§ **Given exercise**: Repeat all of the entries below word for word, but leave the pictures out.

§ **Exercise input**:
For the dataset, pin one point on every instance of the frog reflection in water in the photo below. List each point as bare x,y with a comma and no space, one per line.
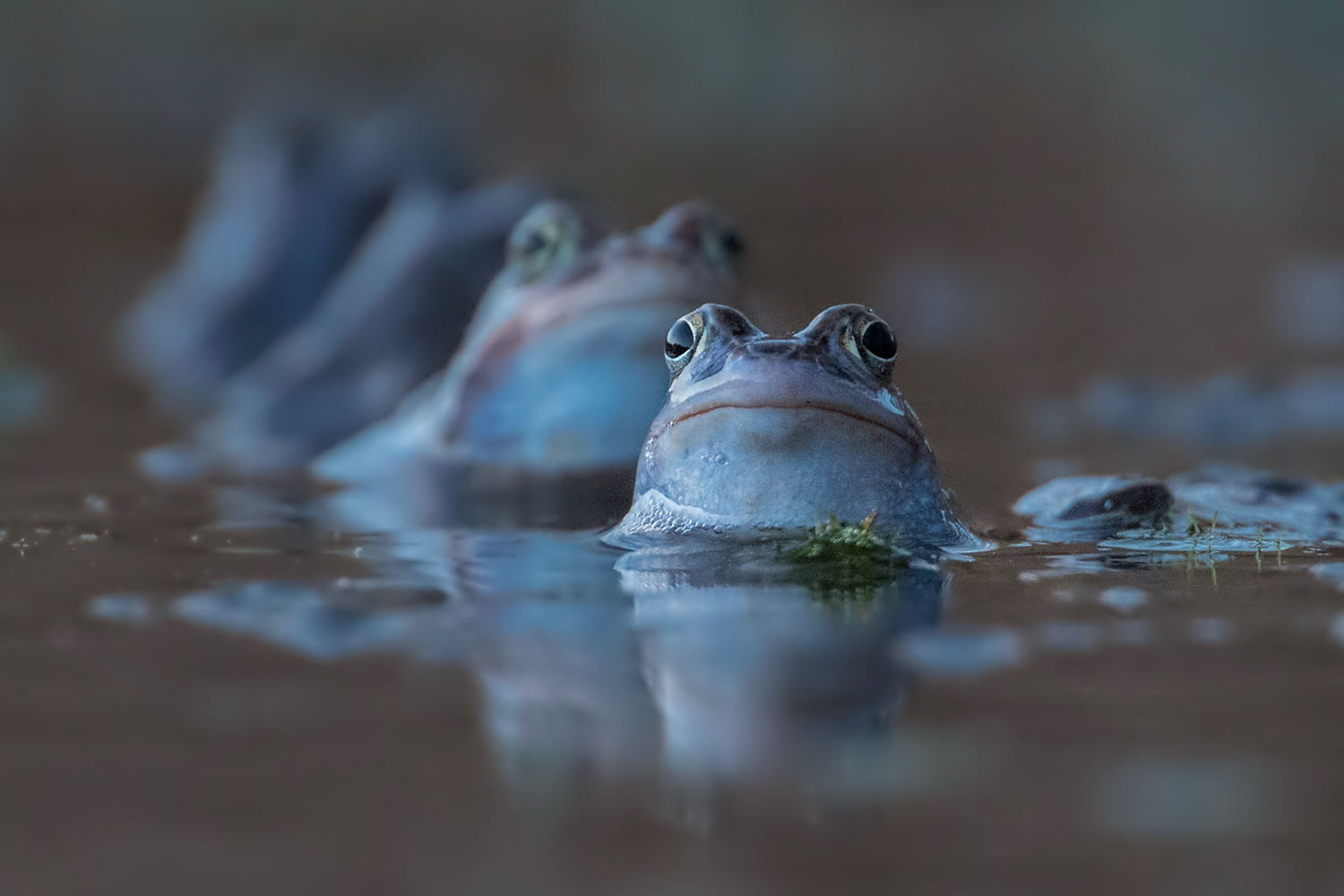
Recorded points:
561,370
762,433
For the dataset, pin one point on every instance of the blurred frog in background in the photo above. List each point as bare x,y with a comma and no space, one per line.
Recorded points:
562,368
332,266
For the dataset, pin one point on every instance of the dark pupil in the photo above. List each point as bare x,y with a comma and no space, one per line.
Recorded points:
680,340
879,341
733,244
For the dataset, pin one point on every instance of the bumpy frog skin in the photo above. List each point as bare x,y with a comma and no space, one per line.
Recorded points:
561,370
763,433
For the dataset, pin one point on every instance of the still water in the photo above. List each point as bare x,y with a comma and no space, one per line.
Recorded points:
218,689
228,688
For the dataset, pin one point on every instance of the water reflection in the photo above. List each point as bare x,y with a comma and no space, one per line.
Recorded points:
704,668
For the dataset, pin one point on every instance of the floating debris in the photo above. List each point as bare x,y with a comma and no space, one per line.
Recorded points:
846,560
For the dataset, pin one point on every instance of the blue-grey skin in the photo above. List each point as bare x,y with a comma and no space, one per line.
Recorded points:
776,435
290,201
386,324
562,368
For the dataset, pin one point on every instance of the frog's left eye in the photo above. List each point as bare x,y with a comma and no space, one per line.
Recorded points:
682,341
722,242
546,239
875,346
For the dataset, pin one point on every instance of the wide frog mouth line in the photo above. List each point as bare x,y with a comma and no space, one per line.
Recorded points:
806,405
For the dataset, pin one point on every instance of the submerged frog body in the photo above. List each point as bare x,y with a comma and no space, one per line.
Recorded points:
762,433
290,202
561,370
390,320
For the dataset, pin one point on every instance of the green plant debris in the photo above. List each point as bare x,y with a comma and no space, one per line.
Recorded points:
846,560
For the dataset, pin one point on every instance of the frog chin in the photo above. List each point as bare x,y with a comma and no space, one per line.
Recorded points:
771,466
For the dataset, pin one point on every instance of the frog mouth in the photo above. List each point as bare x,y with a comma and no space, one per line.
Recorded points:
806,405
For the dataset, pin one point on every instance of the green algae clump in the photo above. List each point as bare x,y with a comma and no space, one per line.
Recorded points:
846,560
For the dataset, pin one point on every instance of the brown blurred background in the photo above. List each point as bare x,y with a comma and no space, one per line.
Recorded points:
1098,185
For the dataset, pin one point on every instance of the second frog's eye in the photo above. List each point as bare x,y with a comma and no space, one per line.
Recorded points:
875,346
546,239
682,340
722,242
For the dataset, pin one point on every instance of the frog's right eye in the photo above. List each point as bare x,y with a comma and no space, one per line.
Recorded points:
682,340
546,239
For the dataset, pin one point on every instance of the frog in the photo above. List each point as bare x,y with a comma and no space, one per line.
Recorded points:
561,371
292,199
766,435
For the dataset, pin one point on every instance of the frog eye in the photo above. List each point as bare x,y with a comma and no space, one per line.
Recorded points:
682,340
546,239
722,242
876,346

§ **Solution to the exercise**:
For the dataset, pin one point on every instance of the frog reflection in water in the photo below. List each point as bare x,y with a comma and no space, one per line.
Recorded points:
561,370
762,433
For the dataset, pin one point on every instance of the blurred frog in background in the photo above. List each point as bare x,y with a comma and no space, one per line.
Recorded points:
562,368
332,266
For the dataset, pin one point on every instance of the dark pupil in the photo above. List each point as bare x,y with a comma and no space, one per line.
Recorded points:
680,340
879,341
733,244
For the dataset, pin one point on every instance of the bumpy frog skin in the photo above. List each point as bare x,y with a comma and no space, one per line.
Recorded points:
561,370
763,433
For the dataset, pin one point on every instance of the still water in the photo above. List each point as bare x,y with a comma and no space, one per line.
Recorded points:
218,689
228,688
For the dataset, pin one point on every instance of the water reflection in the photo above. List each point as bare x,y with a comma and no space, one per line.
Recorded points:
704,668
For the dataset, pin one point on every instance of the floating debris in the photo above. List each point as bare x,y with a comma and no space, one per line.
Recorded points:
846,560
For the dataset, pin one point on every instance of the blue-grey skin in the photo above. List each point as bare x,y with a comma and no space, one per line.
Recorded points:
776,435
290,201
386,324
562,368
For the dataset, pin one point on every instance of the frog's left eye in the photo above. List each point as bare x,y with a comma and no space, one per line.
Recorded points:
682,341
722,242
546,239
875,346
For the dataset, pin one point on every instance of the wide frog mouth line in the photo above. List each point as bare x,y with a comma and no space, one per line.
Recorded points:
806,405
For the dataset, pin one point on every instance of the submerged frog body in the photo above. List each point as bare x,y with a comma and no space, one per line.
Recorded points:
762,433
290,202
561,370
390,320
For the dataset, pin one point on every instance of the green plant debris in the photo above. List each point as bare x,y with a comma and no space, one per line.
Recorded points:
846,560
For the dataset, pin one point on every instance of the frog chin in the photo above. List each point as bare x,y with a comma and no space, one per line.
Recorded points:
771,466
For the dataset, pin one point on every instance of the frog mouth in the photo above. List each point as bare x,y with a comma and no space, one per line.
Recorded points:
806,405
For the dataset, pin one point on every instance of the green algae clump in the photo above. List each point as bare x,y with a comma and no space, one per line.
Recorded points:
846,560
For the dataset, pin one point on every instance of the brown blurred background in the photo above. List each point as bare x,y with a comma and no space, one per line.
Recorded points:
1098,185
For the dataset, pin one point on every instance of the second frog's eye in the photo above. List each point as bare x,y with a comma and no space, one per line.
Recorded points:
875,346
546,239
682,340
722,242
For the dataset, pin one point on every instance of the frog's right eye in the photo above. List each point as bare x,y with a comma and no space, one per line.
Recorded points:
682,340
546,239
For the dataset, pin one point on every instance of the frog in the photo above. List each point as bare x,y with a comma and no space, one per line.
Recorded points:
561,371
292,199
766,435
For the dataset, pin one point on every instance of the frog eye in the photo above. List each point as bare x,y with a comma and no space, one per line.
Recorded points:
682,340
546,239
722,242
876,346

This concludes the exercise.